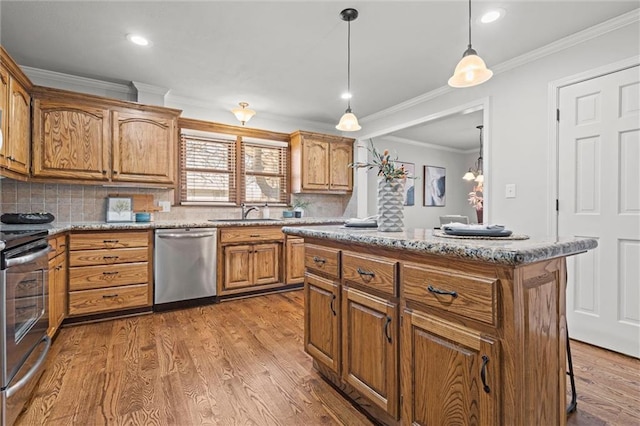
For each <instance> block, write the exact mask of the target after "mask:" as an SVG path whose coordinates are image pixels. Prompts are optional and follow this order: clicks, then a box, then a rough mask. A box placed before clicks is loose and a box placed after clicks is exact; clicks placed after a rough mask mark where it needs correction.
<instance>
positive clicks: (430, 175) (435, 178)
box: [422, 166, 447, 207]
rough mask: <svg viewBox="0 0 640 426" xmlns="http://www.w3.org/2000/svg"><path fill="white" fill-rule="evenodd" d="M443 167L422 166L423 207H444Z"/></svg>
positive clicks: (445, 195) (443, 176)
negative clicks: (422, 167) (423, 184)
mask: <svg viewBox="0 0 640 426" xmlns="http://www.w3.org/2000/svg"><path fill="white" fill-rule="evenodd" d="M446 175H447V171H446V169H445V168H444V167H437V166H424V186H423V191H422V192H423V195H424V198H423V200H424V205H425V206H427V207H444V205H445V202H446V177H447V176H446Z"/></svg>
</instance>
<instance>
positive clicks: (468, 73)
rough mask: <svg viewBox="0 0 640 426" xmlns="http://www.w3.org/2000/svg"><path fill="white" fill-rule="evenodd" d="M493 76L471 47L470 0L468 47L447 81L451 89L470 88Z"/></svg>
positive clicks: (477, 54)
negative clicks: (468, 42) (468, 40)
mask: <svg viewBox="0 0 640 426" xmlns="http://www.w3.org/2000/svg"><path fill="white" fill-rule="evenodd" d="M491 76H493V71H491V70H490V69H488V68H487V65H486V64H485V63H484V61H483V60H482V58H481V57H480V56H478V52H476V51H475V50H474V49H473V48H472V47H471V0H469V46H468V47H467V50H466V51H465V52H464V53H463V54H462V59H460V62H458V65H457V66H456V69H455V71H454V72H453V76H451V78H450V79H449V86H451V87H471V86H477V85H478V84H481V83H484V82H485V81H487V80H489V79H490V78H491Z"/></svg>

────────────────────────────────────────

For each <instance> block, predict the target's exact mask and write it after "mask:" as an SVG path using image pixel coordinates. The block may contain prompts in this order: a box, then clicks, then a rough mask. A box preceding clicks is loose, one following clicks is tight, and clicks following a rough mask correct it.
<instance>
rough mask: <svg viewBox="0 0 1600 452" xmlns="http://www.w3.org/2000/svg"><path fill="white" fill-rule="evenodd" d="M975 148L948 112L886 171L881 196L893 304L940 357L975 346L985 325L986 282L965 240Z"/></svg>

────────────────────────────────────────

Try it>
Rewrite the rows beginning at the line that contains "For each <instance> block, write" and ending after the line that contains "positive clicks: (445, 195) (443, 176)", changing "rough mask" to "coarse mask" and leaving everything else the same.

Response to the task>
For each <instance> block, write the exact mask of the target after "mask:" as an SVG path whose coordinates are image pixels. Prompts are optional and follow this order: clicks, then a box, then a coarse mask. A box placed before clicks is loose and a box placed after clicks is exact; clicks placed after a coarse mask mark where it needs correction.
<instance>
positive clicks: (430, 175) (435, 178)
box: [422, 166, 447, 207]
coarse mask: <svg viewBox="0 0 640 426" xmlns="http://www.w3.org/2000/svg"><path fill="white" fill-rule="evenodd" d="M443 167L422 166L423 207H444Z"/></svg>
positive clicks: (445, 195) (443, 176)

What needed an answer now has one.